● Challenge
Could you print all the entries exactly?

● Stored rows
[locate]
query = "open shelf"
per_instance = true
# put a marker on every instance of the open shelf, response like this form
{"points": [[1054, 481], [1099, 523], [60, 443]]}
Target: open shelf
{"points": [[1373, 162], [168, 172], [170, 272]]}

● Solved problem
[locate]
query = "open shelf"
per_instance = true
# put a marker on every instance of the open shelf, response like this form
{"points": [[1054, 481], [1099, 523], [60, 443]]}
Target: open shelf
{"points": [[1373, 162], [168, 172], [170, 272]]}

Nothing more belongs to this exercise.